--- 抜粋文 ---
サンリオは長期成長可能な事業の確立を喫緊の課題と捉え、アジア圏での成功体験をもとに中東やアフリカなどの幅広い地域に、商品化権ビジネス、広告化権ビジネス、フランチャイズ化権ビジネスを並立して進めていく方針です。 同社は「スモールギフトビックスマイル」を標語とした商品の企画・製造・販売で利益を上げてきており、これまで「ハローキティ」を中心としたライセンス事業を拡大してきました。 しかし、欧米での不振は「ハローキティ」に偏った販促が減収減益に繋がったとし、海外でのキャラクタービジネスの再構築を進めていく考えです。

中国を中心にグローバルに展開

サンリオでは130の国と地域でキャラクタービジネスを展開しており、今後も中国を中心にグローバル化を進めていく考えです。 そのため、異なる地域においても、常に市場の変化に合わせたマネジメントを行えるような体制づくりを目指す方針です。 今後は欧米市場の再成長のために「ハローキティ」の魅力を再活性化させ、さらに中東、ロシア、インド、アセアン諸国、アフリカ、中南米なども開拓していくとしています。

--- 提供データ ---
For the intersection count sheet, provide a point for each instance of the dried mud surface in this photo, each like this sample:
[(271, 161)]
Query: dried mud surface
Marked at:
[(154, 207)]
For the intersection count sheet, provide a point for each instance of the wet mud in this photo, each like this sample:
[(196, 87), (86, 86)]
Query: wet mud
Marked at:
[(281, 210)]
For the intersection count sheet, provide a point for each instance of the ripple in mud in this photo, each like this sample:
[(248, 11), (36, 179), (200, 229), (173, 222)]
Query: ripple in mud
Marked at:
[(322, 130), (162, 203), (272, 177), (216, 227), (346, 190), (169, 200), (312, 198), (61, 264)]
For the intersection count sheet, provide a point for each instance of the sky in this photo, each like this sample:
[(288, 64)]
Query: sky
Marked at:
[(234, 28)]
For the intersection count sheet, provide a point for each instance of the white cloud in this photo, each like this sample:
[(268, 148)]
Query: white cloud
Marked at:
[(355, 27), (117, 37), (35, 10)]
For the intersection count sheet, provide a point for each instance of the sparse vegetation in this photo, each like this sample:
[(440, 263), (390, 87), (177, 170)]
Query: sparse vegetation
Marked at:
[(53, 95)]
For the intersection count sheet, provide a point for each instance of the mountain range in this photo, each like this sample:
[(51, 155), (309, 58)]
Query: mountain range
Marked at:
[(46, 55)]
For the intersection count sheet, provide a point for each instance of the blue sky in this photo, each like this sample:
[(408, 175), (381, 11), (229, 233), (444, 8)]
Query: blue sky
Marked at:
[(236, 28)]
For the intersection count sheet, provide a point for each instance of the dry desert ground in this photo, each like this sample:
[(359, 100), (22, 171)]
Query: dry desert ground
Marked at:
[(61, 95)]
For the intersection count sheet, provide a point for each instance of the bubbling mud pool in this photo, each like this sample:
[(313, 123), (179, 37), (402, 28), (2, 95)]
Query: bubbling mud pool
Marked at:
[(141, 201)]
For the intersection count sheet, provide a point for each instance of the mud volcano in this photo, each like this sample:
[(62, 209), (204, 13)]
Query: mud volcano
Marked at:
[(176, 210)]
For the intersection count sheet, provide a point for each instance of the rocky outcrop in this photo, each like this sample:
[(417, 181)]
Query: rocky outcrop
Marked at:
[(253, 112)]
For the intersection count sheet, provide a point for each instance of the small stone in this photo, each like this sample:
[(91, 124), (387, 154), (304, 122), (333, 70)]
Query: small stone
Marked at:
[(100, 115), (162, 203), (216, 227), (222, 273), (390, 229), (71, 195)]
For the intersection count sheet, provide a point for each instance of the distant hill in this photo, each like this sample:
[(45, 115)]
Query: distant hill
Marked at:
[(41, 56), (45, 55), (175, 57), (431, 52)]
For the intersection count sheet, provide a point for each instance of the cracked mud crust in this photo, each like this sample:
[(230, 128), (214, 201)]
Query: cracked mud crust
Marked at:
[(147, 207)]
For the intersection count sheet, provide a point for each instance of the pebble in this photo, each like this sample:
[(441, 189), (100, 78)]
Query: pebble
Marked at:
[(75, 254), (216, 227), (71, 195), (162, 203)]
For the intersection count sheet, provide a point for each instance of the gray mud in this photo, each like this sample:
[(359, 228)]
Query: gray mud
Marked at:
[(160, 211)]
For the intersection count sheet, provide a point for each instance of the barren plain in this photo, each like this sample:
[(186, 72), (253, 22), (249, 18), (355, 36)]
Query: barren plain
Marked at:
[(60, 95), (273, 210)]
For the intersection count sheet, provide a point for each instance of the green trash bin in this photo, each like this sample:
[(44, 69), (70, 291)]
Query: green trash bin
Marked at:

--- やること ---
サンリオの海外戦略についての文章を、最後の一文のあとから書き継ぐこと。

--- 解答 ---
 

回復の兆しはあるのか?

サンリオの日本での業績は回復の兆しを見せており、今期売上は前年同期比微増となっています。物販事業も好調で、企業とのコラボ企画も売り上げに貢献しました。 しかし、海外での経営不振が続く同社には、本業のキャラクタービジネスの見直しが求められています。これからは「ハローキティ」に偏ったスタイルから、多様なキャラクターを組み込んだポートフォリオの構築が必須といえます。 積極的に海外に進出している同社ですが、今後も苦戦が続くことが予想されており、市場も慎重な姿勢を見せています。このところ2,000円台を付けていた株価も、業績を発表した後の17日は1株1,938円で引けています。